- _What is required_: Put the lines below into a JSON list of strings, one string per line, with blank lines omitted. Start at the line that contains "of the short" and end after the line that contains "72], [84, 78]]".

- _Provided records_:
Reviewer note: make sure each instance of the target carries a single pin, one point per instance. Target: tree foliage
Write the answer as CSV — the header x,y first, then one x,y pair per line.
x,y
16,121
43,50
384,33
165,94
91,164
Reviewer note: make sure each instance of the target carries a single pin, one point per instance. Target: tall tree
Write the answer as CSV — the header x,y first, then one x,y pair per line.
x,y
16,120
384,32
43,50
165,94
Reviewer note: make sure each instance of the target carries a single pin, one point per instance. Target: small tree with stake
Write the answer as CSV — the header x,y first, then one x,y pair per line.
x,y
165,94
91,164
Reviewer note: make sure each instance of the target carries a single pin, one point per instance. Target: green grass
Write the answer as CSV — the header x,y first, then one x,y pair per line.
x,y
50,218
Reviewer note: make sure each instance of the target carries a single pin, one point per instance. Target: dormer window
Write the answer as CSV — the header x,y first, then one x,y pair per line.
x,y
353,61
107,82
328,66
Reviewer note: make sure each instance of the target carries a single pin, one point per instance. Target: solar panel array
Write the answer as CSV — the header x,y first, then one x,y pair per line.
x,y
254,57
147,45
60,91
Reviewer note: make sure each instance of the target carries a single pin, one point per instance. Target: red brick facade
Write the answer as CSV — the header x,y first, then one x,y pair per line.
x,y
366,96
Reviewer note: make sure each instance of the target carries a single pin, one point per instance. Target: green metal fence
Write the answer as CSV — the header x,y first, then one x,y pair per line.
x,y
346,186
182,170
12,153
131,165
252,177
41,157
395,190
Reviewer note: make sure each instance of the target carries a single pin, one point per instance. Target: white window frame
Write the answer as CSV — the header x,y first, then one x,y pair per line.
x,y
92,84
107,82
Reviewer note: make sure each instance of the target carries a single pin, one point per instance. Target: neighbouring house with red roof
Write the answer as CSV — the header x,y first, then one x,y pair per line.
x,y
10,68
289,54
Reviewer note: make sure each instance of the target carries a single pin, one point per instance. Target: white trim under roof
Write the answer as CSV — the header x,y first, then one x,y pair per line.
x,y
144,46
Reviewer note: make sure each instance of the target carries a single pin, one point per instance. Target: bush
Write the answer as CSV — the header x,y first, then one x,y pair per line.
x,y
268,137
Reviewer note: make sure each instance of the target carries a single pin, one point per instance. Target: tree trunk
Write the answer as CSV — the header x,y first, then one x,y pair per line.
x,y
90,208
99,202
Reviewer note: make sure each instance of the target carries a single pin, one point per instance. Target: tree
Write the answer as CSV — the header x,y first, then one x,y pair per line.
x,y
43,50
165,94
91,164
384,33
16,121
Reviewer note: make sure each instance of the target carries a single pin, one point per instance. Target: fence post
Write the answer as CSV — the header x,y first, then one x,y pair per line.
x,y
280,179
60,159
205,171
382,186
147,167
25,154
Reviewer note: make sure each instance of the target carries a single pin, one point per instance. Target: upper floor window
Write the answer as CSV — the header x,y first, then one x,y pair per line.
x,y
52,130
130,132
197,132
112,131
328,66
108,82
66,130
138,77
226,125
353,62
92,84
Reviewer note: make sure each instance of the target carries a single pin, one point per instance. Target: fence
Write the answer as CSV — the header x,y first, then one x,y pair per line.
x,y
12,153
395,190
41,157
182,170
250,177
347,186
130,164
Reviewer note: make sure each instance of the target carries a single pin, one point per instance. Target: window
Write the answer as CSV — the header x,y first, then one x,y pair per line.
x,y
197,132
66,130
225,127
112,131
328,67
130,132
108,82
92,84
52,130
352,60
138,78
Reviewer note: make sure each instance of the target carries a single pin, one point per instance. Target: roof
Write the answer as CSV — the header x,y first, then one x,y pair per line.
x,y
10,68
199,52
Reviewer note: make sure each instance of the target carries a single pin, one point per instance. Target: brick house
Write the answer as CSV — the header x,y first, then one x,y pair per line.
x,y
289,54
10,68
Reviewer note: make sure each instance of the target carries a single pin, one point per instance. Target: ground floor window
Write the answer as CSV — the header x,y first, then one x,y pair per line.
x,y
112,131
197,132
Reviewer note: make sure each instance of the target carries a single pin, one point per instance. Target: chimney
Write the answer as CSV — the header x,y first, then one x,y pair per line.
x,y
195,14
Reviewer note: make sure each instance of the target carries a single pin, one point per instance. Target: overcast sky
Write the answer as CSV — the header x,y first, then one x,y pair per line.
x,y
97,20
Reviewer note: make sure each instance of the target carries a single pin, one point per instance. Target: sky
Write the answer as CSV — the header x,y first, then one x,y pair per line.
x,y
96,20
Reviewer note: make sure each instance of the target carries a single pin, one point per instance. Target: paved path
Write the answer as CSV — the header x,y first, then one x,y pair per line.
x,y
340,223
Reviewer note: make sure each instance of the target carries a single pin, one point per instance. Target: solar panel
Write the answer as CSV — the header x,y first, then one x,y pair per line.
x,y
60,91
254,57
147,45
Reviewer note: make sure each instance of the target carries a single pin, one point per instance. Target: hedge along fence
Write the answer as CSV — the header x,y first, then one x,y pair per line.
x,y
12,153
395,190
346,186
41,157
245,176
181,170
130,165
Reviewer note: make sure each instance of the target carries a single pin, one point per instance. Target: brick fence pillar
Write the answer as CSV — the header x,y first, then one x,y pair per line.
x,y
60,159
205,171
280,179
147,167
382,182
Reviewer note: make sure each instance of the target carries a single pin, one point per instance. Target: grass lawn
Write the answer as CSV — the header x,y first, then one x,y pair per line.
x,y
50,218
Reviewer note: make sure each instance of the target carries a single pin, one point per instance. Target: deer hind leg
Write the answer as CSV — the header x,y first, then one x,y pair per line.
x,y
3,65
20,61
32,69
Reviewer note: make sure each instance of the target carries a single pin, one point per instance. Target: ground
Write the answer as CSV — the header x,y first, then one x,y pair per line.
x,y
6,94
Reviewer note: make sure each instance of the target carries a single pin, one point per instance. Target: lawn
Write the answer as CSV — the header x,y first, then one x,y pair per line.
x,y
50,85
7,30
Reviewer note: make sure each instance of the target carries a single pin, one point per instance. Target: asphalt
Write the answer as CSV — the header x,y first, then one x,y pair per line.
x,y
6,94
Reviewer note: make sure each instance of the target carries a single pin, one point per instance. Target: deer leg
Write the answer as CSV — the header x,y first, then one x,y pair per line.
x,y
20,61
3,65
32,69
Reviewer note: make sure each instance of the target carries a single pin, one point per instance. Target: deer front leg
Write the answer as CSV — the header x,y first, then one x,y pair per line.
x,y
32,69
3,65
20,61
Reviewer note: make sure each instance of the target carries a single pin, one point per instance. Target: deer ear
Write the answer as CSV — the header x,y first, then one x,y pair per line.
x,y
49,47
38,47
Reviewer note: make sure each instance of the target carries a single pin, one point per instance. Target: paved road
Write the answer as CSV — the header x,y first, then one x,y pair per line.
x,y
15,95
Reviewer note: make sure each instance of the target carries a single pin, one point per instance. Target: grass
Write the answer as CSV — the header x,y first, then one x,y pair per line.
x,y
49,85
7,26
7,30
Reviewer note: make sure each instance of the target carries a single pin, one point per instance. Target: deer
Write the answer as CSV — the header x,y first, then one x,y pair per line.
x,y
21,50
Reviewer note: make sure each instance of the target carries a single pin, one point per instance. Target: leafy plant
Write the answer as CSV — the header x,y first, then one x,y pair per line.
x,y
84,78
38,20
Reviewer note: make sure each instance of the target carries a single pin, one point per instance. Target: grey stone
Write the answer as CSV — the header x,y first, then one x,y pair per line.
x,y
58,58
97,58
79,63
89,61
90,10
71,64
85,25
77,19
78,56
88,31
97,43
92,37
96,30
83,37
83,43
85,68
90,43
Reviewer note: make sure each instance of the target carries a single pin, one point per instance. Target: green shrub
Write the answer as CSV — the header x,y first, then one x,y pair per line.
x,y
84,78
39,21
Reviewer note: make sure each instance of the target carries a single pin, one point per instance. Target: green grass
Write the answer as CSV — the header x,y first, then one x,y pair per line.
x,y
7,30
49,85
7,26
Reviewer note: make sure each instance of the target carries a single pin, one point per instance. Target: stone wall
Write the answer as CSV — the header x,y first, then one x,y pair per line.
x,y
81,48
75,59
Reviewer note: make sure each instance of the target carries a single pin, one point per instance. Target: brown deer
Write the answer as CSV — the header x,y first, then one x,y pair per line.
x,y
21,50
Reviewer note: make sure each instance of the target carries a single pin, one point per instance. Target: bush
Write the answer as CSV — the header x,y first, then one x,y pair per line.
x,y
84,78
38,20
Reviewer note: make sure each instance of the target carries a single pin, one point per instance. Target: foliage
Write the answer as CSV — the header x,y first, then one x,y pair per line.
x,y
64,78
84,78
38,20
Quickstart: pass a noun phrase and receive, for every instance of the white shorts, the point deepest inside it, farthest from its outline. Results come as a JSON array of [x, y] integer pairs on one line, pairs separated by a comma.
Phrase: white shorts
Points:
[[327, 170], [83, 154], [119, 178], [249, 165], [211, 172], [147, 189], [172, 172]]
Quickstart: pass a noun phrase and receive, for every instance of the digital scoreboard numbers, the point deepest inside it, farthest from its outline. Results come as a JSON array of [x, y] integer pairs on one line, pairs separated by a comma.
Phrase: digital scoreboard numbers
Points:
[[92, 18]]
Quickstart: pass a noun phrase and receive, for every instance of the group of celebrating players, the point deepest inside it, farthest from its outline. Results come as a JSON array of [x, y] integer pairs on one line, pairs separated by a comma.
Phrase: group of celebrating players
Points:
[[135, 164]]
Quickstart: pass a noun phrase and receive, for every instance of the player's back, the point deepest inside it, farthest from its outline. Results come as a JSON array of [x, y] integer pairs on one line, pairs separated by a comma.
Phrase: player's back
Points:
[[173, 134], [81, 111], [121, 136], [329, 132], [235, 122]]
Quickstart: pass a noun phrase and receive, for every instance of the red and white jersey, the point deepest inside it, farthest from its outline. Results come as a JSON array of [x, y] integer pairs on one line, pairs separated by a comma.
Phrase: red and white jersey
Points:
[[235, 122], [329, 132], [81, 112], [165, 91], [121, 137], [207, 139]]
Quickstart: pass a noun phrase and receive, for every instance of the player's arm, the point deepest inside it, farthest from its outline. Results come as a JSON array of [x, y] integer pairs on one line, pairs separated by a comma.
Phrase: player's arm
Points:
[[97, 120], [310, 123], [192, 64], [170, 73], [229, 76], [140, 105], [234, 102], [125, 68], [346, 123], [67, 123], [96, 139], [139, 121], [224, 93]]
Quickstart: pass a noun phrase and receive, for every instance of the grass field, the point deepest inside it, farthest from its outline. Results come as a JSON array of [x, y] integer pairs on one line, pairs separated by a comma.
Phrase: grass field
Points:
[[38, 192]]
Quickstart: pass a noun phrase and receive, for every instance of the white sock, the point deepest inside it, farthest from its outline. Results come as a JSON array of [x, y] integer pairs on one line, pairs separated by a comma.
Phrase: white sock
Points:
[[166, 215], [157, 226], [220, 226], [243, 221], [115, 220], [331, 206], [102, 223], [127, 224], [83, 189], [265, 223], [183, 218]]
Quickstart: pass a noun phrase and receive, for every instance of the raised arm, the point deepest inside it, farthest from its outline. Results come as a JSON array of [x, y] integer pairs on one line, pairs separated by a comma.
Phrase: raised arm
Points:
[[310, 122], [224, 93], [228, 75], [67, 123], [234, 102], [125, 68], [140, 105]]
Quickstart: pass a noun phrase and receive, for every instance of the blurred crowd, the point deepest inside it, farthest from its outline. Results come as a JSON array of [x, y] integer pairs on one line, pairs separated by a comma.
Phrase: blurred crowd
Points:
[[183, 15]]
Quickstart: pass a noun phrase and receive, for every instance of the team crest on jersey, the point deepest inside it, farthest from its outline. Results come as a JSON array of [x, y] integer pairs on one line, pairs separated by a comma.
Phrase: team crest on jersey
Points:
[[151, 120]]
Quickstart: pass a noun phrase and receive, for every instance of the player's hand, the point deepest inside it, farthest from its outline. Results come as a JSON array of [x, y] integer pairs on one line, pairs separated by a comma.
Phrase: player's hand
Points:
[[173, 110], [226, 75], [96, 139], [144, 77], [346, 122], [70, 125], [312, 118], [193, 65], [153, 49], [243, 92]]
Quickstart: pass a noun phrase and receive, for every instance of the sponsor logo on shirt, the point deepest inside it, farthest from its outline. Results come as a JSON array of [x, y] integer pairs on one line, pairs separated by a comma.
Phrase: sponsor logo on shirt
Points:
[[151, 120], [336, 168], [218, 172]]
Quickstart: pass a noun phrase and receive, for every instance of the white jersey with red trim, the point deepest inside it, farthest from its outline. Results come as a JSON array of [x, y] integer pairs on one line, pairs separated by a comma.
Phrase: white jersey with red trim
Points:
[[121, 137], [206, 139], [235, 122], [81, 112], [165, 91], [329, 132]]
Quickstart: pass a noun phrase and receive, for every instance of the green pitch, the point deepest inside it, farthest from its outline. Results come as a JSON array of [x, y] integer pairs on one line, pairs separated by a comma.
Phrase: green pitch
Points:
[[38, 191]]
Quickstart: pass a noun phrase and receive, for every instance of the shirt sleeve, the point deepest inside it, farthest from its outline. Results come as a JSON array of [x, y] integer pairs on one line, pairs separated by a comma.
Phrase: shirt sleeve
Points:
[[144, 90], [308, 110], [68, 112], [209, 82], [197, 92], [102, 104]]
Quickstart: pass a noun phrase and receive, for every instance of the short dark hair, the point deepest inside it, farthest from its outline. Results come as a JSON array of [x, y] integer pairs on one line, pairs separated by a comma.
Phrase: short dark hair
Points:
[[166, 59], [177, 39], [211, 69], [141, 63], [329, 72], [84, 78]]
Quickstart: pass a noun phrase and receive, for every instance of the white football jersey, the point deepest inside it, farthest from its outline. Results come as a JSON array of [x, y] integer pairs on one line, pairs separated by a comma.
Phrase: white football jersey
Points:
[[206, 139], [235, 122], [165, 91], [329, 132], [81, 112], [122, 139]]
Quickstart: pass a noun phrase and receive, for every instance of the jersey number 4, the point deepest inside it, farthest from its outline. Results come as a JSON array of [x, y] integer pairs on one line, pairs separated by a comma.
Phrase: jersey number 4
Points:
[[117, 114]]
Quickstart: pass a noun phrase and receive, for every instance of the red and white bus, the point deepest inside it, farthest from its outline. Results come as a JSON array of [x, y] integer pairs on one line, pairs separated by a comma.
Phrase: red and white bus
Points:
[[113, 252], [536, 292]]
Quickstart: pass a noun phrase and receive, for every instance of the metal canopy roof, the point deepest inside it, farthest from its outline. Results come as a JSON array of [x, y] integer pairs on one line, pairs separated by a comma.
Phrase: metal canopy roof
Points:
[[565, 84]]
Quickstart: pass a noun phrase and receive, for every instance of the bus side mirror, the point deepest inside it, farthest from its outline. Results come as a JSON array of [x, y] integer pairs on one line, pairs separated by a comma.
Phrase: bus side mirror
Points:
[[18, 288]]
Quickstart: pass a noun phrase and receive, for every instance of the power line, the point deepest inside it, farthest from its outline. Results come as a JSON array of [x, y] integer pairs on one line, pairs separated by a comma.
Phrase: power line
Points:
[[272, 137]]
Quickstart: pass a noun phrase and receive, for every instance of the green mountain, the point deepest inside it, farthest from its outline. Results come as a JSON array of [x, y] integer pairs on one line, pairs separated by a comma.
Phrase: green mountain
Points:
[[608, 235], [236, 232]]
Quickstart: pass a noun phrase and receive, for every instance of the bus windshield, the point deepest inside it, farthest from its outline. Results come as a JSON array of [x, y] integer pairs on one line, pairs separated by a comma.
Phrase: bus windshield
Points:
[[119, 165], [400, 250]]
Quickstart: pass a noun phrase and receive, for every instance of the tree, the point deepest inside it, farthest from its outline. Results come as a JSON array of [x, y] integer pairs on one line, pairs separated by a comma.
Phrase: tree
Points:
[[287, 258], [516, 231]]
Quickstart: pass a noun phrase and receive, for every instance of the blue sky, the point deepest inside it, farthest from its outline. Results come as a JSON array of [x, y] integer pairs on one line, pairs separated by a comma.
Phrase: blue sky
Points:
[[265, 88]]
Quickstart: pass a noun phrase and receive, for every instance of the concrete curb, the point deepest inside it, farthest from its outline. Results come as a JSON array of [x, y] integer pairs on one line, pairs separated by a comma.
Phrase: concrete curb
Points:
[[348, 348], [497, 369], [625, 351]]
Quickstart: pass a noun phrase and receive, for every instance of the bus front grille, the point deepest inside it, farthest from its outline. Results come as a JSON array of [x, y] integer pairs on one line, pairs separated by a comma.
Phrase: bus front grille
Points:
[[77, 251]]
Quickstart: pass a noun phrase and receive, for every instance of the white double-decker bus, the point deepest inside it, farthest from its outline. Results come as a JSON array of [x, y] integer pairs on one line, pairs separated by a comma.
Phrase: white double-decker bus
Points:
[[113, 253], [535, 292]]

- _Result of the task_:
[
  "Quickstart: pass a noun phrase and receive, for every instance of the short dark hair, the point deepest inside it, farthest from its outline. Results come as a JSON array of [x, y] integer pairs on one line, pairs separated by a comma.",
  "Phrase: short dark hair",
  "Points:",
  "[[166, 59], [177, 39], [211, 69], [141, 63], [329, 72], [84, 78]]"
]